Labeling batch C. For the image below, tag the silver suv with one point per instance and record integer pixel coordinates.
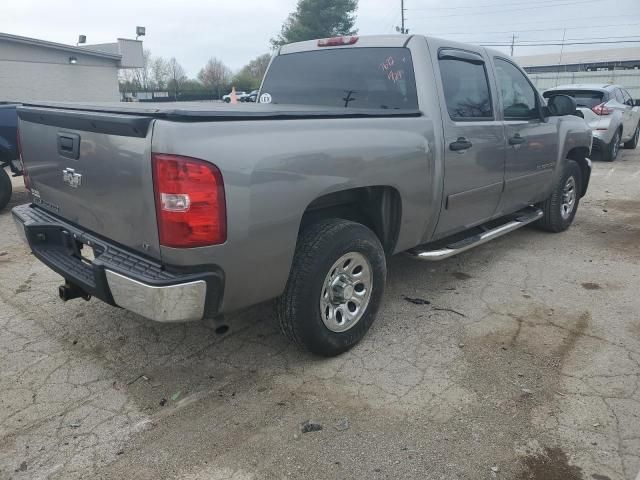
(610, 112)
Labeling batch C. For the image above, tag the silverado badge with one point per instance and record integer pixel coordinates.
(71, 178)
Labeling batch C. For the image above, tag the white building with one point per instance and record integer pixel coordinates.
(32, 69)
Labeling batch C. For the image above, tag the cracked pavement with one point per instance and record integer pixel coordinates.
(526, 365)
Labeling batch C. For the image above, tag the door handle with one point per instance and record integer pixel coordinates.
(460, 145)
(517, 140)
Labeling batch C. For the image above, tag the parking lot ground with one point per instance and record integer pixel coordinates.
(525, 365)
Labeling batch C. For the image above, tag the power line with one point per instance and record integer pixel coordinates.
(556, 28)
(591, 27)
(555, 43)
(509, 4)
(490, 12)
(525, 42)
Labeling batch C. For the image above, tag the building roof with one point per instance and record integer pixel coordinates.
(608, 55)
(58, 46)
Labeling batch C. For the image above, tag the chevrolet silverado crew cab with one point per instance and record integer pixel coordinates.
(358, 148)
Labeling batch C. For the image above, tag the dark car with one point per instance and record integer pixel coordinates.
(8, 150)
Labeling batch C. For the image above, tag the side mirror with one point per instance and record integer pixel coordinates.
(560, 105)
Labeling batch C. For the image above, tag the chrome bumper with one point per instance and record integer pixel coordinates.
(174, 303)
(118, 276)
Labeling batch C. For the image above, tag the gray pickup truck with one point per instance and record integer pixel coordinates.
(359, 148)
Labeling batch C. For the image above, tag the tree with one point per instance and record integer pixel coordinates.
(176, 75)
(215, 75)
(250, 76)
(160, 72)
(142, 75)
(318, 19)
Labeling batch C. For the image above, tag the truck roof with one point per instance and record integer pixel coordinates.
(364, 41)
(583, 86)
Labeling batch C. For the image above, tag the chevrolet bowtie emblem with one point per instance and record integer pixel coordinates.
(71, 178)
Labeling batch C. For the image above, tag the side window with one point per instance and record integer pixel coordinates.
(518, 96)
(466, 89)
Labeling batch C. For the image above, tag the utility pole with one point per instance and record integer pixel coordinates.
(564, 36)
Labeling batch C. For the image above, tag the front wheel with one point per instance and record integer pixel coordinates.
(633, 143)
(5, 188)
(334, 288)
(561, 207)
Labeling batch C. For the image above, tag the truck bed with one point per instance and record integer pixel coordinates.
(215, 111)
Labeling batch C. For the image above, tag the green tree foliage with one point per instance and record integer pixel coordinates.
(250, 76)
(318, 19)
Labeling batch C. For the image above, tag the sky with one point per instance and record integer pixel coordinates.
(192, 31)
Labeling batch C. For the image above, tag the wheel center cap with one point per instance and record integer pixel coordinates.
(348, 292)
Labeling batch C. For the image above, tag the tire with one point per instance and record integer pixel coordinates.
(5, 188)
(633, 143)
(610, 151)
(312, 315)
(567, 191)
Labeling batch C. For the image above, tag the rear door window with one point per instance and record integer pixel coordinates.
(583, 98)
(369, 78)
(466, 89)
(518, 96)
(618, 95)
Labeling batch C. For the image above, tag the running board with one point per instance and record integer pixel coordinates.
(524, 217)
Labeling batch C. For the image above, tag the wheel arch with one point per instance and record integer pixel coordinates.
(580, 156)
(377, 207)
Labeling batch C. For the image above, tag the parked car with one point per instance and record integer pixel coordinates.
(610, 112)
(381, 145)
(252, 97)
(240, 96)
(8, 150)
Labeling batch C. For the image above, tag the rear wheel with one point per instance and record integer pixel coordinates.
(610, 151)
(334, 288)
(5, 188)
(633, 143)
(561, 207)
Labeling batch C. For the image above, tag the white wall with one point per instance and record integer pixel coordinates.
(24, 82)
(30, 73)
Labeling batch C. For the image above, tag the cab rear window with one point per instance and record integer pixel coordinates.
(369, 78)
(584, 98)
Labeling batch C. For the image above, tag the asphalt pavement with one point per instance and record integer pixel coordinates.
(525, 364)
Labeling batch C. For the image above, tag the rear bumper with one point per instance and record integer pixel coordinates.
(118, 276)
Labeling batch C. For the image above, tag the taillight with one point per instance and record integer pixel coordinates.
(337, 41)
(190, 203)
(601, 109)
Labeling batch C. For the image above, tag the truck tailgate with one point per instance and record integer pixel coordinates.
(93, 170)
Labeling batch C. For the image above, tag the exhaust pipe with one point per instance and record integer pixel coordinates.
(69, 291)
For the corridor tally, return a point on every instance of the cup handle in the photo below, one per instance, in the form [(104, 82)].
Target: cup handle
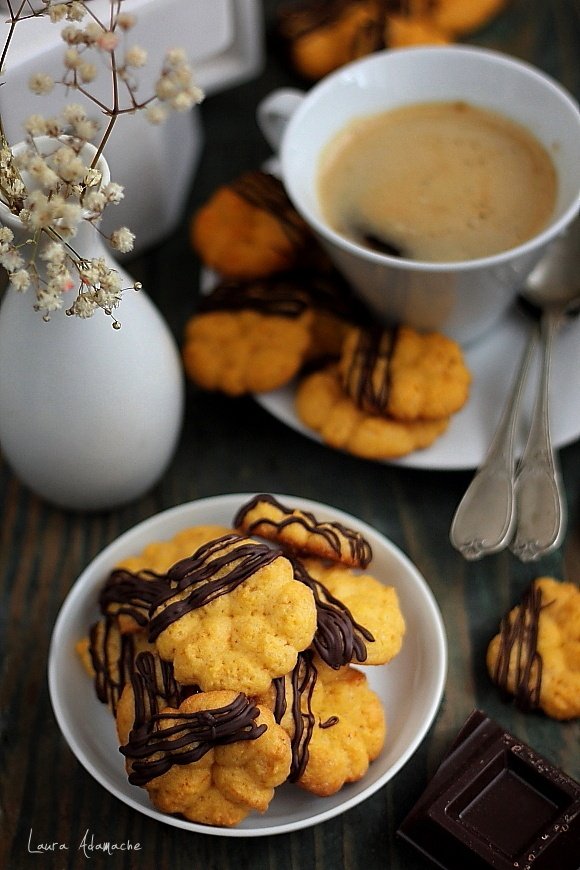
[(274, 112)]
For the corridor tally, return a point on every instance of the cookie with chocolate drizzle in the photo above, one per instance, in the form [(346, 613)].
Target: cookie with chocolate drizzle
[(403, 374), (232, 616), (301, 532)]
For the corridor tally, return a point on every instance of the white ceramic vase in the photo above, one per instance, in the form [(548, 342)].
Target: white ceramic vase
[(89, 415)]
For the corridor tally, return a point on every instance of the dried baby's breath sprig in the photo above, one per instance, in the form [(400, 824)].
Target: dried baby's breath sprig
[(52, 191)]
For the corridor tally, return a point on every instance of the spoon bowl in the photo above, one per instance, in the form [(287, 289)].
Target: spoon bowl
[(523, 506)]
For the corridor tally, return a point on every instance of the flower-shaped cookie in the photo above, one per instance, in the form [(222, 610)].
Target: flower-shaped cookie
[(301, 532), (245, 351), (370, 603), (322, 405), (335, 721), (535, 657), (108, 656), (159, 556), (233, 616), (214, 759)]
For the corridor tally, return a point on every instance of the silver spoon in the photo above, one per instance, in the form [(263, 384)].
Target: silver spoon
[(501, 496)]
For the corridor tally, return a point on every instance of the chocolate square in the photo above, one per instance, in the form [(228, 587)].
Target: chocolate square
[(494, 802)]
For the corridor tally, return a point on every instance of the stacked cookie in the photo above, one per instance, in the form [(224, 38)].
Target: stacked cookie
[(321, 36), (226, 656), (283, 312), (535, 656)]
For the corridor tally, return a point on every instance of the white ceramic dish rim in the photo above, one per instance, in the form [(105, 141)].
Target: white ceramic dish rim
[(172, 520)]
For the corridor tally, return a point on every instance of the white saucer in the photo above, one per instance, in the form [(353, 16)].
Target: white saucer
[(493, 361), (411, 686)]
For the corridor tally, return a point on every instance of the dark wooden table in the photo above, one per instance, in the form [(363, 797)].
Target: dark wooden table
[(235, 446)]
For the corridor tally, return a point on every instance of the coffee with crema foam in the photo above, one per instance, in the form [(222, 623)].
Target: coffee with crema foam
[(437, 182)]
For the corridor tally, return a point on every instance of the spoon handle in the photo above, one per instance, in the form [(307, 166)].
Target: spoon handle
[(538, 489), (485, 517)]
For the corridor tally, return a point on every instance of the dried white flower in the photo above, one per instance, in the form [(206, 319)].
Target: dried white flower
[(20, 280)]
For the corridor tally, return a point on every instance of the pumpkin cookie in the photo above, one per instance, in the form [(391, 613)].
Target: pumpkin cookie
[(369, 604), (300, 532), (244, 352), (535, 657), (403, 374), (320, 36), (249, 229), (322, 405), (233, 616), (158, 556), (108, 656), (255, 336), (335, 722), (214, 759)]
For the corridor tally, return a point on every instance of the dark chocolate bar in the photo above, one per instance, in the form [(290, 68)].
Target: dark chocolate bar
[(494, 802)]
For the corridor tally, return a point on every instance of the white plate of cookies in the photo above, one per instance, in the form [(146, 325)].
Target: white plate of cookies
[(267, 611)]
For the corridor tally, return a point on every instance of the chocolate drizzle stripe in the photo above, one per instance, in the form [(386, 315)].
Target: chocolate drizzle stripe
[(520, 633), (303, 681), (168, 739), (238, 558)]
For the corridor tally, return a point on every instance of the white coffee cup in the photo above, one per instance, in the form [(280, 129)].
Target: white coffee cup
[(462, 299)]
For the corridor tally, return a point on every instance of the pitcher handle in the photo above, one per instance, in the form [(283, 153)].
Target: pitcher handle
[(274, 113)]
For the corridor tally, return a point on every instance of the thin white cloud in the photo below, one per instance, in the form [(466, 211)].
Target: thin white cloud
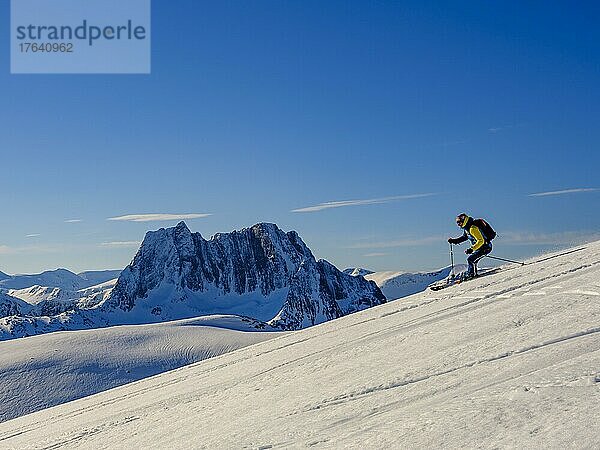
[(409, 242), (372, 201), (121, 244), (563, 192), (5, 250), (559, 238), (156, 217), (504, 127)]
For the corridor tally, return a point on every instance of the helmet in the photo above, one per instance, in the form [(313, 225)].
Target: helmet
[(461, 219)]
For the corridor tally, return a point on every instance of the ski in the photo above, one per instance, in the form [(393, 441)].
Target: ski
[(447, 282)]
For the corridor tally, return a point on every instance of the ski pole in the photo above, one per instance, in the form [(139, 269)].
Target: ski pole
[(507, 260)]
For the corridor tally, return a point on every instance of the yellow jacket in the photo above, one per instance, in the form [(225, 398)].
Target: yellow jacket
[(472, 233)]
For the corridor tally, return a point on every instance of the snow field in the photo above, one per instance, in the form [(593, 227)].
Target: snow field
[(509, 360)]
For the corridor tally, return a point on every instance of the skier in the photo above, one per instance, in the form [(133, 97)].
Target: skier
[(480, 233)]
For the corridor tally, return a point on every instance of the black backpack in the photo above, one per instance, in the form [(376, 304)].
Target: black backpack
[(486, 229)]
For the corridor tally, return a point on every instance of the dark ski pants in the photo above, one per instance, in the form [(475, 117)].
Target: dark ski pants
[(474, 258)]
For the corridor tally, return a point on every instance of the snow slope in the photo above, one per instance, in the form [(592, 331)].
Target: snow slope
[(508, 360), (47, 370)]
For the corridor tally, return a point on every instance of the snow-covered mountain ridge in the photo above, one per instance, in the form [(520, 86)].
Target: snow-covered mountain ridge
[(47, 370), (509, 360), (59, 278), (260, 272)]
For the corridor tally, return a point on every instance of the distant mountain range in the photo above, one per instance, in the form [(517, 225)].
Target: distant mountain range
[(59, 278), (260, 272)]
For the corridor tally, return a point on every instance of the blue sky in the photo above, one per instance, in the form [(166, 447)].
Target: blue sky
[(256, 109)]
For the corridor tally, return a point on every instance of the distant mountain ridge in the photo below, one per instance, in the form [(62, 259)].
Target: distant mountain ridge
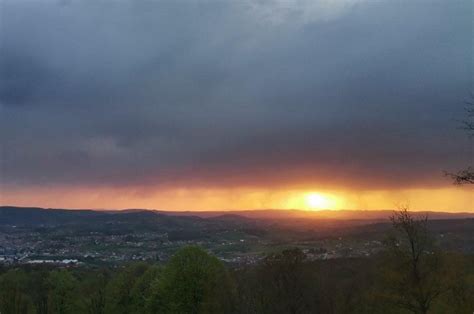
══════
** Set problem **
Can you quote, word for word, the material between the line containing "form [(520, 86)]." and the line containing "[(59, 278), (260, 272)]", inclusive?

** Answer in full **
For the corridor tally, return a point on every instance of the snow-covered mountain ridge in the photo above, one per instance, in the form [(520, 86)].
Target: snow-covered mountain ridge
[(47, 370), (509, 360), (59, 278), (260, 272)]
For the corridor tally, return a point on every instance of the distant mountain range in the photo above, one per instance, in the form [(517, 225)].
Target: distant mountain range
[(59, 278), (260, 272)]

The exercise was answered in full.